Saved entries:
******************************

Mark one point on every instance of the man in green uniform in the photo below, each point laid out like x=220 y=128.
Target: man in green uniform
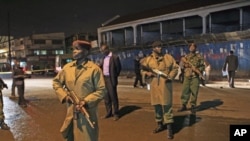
x=193 y=66
x=83 y=78
x=161 y=69
x=3 y=125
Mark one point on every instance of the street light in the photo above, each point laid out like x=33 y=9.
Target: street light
x=9 y=55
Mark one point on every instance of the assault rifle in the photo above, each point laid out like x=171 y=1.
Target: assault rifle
x=155 y=71
x=83 y=110
x=2 y=84
x=193 y=68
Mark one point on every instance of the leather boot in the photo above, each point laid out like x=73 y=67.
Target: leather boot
x=160 y=127
x=4 y=126
x=193 y=110
x=183 y=108
x=170 y=131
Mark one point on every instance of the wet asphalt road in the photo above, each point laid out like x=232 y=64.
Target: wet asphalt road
x=219 y=106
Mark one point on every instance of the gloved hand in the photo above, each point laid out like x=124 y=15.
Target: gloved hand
x=5 y=86
x=80 y=105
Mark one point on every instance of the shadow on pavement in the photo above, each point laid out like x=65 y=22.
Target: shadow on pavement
x=128 y=109
x=182 y=121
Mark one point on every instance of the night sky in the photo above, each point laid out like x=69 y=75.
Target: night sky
x=29 y=17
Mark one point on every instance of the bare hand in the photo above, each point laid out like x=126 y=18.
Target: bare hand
x=80 y=105
x=149 y=74
x=69 y=99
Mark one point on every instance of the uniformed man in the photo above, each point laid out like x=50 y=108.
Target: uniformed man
x=3 y=125
x=85 y=79
x=161 y=69
x=193 y=68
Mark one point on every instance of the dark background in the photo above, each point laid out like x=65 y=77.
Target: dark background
x=70 y=16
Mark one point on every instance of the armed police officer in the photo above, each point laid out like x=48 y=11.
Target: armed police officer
x=161 y=69
x=193 y=68
x=83 y=80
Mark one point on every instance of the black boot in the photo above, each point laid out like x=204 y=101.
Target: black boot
x=159 y=128
x=4 y=126
x=193 y=109
x=170 y=131
x=183 y=108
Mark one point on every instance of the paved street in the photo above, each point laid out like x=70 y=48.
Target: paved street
x=219 y=106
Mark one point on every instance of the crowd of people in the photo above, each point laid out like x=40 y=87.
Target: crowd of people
x=82 y=84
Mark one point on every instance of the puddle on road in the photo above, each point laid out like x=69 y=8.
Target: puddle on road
x=25 y=123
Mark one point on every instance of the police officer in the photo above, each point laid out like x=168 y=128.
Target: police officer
x=161 y=86
x=193 y=68
x=3 y=125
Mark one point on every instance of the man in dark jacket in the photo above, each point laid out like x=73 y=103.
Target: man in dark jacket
x=138 y=76
x=3 y=125
x=111 y=68
x=231 y=63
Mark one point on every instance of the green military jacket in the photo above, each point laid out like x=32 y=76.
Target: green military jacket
x=195 y=60
x=161 y=89
x=89 y=85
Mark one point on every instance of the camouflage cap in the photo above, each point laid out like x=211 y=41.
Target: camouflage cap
x=157 y=44
x=82 y=43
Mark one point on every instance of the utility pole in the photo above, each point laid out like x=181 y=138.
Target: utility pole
x=9 y=55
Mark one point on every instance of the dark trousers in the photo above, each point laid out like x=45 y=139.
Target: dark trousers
x=138 y=77
x=20 y=91
x=13 y=86
x=231 y=75
x=111 y=98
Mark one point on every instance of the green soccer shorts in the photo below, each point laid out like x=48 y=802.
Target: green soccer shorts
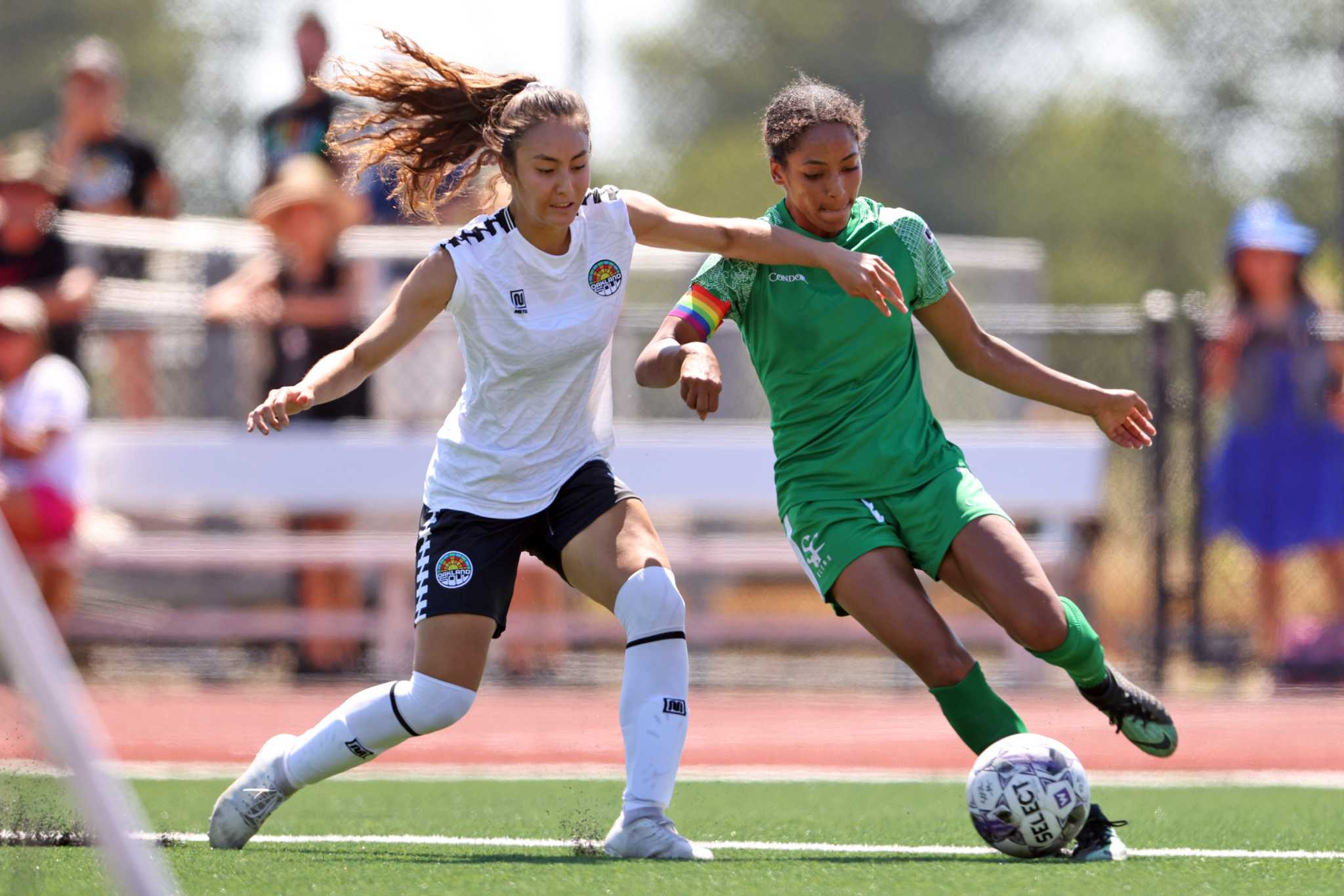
x=830 y=535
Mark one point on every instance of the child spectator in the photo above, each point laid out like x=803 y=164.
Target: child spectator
x=43 y=406
x=1278 y=478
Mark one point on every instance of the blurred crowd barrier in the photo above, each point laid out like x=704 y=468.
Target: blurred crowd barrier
x=191 y=534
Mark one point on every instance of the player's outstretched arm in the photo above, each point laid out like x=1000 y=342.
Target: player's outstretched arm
x=678 y=354
x=420 y=300
x=1122 y=414
x=756 y=241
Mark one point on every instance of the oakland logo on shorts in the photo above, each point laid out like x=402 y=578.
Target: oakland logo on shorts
x=605 y=277
x=453 y=570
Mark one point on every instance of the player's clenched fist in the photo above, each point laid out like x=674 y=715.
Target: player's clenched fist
x=701 y=380
x=278 y=407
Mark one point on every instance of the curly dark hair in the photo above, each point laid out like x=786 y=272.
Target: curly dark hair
x=801 y=104
x=438 y=123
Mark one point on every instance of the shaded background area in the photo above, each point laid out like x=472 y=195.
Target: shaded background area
x=1072 y=156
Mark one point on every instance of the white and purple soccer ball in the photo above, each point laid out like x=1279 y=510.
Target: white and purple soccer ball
x=1028 y=796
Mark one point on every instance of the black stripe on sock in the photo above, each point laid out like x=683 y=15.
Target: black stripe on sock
x=665 y=636
x=398 y=712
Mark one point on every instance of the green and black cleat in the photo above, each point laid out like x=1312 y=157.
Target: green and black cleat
x=1099 y=842
x=1135 y=712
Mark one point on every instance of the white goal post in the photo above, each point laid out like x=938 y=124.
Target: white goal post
x=70 y=727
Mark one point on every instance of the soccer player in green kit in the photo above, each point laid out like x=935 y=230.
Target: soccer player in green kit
x=869 y=487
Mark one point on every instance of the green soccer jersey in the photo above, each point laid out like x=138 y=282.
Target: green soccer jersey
x=847 y=405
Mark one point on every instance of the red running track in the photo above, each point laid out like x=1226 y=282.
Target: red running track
x=833 y=731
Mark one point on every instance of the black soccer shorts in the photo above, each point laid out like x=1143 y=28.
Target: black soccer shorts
x=467 y=563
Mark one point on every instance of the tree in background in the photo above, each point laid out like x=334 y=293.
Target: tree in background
x=707 y=82
x=1118 y=132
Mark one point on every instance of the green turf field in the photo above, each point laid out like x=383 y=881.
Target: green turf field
x=1253 y=819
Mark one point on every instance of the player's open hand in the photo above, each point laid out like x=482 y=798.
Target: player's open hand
x=282 y=405
x=701 y=379
x=1125 y=419
x=869 y=277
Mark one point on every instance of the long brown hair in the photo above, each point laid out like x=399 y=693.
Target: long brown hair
x=437 y=123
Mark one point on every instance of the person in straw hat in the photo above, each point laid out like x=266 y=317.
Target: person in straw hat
x=43 y=405
x=306 y=297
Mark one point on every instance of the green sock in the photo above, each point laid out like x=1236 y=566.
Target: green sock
x=1081 y=655
x=976 y=712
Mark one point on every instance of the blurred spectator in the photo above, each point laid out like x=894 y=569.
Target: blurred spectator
x=112 y=174
x=45 y=405
x=300 y=125
x=308 y=297
x=1278 y=479
x=33 y=255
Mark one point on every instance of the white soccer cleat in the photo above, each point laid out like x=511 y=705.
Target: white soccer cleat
x=249 y=801
x=651 y=838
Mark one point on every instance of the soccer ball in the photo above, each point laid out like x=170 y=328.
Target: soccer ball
x=1028 y=796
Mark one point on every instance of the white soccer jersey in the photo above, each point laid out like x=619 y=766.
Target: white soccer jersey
x=536 y=332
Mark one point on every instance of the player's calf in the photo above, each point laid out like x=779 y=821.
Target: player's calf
x=365 y=725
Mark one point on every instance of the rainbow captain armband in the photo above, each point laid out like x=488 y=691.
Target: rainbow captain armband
x=702 y=310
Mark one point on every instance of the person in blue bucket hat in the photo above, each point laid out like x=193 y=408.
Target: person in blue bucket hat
x=1277 y=480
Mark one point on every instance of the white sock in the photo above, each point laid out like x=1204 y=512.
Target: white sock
x=654 y=689
x=371 y=722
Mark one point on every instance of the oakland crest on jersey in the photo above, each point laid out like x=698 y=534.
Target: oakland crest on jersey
x=537 y=344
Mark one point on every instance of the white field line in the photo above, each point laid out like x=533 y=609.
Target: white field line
x=740 y=774
x=887 y=849
x=754 y=845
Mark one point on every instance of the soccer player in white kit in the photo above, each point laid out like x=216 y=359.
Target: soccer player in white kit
x=520 y=462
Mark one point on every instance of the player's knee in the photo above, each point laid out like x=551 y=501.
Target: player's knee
x=427 y=704
x=650 y=605
x=1042 y=630
x=944 y=669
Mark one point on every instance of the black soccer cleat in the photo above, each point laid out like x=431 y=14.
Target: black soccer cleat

******************************

* [TRY IT] From the records above, pull out every line containing the word "below".

* [RESULT OF THE TASK]
Mark one point on every instance of the man in green uniform in the photo below, each point laid out like x=220 y=128.
Mark one point on every instance of the green soccer shorts in the photo below, each point laid out like x=48 y=802.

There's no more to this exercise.